WHAT NEEDS TO BE DONE
Copy the lines from the very first one through the line containing "column 150, row 355", substituting "pale rug" for "light carpet" and keeping everything else the same.

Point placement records
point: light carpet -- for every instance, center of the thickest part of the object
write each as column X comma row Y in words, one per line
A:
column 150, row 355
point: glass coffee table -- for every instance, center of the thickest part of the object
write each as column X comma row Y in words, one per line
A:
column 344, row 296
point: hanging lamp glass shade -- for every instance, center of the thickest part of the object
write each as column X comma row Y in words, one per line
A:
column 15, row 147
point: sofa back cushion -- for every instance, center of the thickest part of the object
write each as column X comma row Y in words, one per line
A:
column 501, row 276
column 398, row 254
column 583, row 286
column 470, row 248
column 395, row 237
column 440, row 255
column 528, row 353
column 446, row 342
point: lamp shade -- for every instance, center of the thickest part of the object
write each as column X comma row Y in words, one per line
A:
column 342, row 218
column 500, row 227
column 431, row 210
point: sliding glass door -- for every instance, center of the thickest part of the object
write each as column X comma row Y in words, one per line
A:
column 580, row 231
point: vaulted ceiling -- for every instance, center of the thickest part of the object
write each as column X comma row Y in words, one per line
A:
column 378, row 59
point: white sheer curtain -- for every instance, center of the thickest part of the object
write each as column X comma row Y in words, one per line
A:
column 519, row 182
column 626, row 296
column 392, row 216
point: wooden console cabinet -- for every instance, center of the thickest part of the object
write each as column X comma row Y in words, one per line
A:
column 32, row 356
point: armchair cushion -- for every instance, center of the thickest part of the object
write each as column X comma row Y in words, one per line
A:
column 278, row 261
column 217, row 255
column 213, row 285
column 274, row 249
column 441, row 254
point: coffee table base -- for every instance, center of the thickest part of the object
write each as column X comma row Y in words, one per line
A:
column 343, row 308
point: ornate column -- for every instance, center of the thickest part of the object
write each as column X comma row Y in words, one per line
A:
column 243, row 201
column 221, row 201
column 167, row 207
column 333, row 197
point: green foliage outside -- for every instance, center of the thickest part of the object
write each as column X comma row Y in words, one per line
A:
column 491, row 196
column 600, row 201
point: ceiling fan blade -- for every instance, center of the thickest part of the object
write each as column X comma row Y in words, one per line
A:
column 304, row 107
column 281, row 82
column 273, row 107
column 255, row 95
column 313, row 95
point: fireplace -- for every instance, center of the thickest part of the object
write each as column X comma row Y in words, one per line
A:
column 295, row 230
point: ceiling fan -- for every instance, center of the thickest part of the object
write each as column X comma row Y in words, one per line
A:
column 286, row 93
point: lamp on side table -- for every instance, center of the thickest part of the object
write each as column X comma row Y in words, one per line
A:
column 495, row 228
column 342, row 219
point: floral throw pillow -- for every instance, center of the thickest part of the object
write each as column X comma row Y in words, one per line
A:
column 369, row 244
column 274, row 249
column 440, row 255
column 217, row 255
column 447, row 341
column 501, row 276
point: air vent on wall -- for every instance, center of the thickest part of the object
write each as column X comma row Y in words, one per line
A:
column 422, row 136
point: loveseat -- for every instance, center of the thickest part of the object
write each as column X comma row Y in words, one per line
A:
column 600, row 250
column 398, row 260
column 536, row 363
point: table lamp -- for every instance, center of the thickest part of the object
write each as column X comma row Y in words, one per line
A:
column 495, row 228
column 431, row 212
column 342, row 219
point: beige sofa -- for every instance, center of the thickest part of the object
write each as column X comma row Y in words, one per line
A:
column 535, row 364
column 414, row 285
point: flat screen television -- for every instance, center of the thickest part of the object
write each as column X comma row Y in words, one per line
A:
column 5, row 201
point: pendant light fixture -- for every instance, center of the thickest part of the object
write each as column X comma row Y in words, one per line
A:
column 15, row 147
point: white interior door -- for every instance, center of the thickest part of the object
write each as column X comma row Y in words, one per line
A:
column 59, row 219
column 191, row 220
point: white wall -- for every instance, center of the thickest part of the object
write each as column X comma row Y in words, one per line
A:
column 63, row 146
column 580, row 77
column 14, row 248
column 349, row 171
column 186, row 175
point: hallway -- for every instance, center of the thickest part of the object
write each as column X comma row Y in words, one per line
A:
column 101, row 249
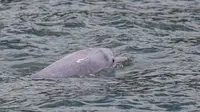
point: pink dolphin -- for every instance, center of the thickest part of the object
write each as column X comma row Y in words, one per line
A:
column 81, row 63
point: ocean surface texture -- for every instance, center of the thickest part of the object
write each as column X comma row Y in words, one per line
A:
column 161, row 38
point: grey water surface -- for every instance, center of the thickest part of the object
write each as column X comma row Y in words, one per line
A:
column 160, row 37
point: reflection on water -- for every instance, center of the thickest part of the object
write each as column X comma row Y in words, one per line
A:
column 161, row 38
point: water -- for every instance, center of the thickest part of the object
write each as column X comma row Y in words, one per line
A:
column 161, row 38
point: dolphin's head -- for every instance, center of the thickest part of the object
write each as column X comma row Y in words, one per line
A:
column 109, row 58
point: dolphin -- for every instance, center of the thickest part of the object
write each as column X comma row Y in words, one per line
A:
column 81, row 63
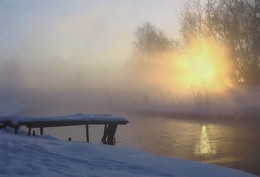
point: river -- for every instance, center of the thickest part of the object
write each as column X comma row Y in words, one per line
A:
column 227, row 142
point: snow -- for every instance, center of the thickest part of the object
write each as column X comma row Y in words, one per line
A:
column 44, row 156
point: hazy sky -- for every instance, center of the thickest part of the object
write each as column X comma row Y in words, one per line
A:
column 73, row 41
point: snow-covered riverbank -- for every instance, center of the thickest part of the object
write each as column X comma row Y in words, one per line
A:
column 46, row 156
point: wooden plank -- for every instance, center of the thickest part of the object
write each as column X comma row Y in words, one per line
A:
column 39, row 124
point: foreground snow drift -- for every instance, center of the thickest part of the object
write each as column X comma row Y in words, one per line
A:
column 31, row 156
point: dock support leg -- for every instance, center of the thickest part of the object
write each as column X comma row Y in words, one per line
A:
column 104, row 138
column 41, row 130
column 87, row 133
column 29, row 132
column 15, row 130
column 111, row 131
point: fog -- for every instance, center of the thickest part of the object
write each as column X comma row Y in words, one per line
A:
column 72, row 52
column 77, row 56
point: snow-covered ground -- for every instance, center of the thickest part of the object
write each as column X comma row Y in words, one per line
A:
column 45, row 156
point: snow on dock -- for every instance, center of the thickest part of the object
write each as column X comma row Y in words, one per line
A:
column 110, row 123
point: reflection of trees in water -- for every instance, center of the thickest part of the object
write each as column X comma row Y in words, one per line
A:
column 204, row 146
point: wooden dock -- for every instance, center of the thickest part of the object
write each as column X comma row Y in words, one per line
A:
column 110, row 123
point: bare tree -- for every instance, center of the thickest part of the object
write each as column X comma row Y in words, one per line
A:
column 235, row 23
column 150, row 41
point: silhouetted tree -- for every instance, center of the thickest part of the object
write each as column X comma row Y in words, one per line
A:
column 235, row 23
column 150, row 41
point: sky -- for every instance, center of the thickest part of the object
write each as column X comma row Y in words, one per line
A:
column 64, row 41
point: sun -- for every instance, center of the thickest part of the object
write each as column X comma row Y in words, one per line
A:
column 204, row 63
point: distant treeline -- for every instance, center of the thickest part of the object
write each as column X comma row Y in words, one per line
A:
column 231, row 23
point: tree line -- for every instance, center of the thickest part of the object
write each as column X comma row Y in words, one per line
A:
column 232, row 23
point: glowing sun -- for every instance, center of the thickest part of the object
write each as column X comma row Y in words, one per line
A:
column 203, row 64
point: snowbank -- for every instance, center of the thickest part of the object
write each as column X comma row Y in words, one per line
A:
column 41, row 157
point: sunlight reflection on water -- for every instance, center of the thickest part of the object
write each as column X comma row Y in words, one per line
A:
column 230, row 144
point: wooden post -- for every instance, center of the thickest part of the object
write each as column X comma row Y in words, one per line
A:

TASK SOLUTION
point: pale rug -- for every instance, center of the thickest part of the object
write each as column X comma row Y in words, one per line
A:
column 150, row 355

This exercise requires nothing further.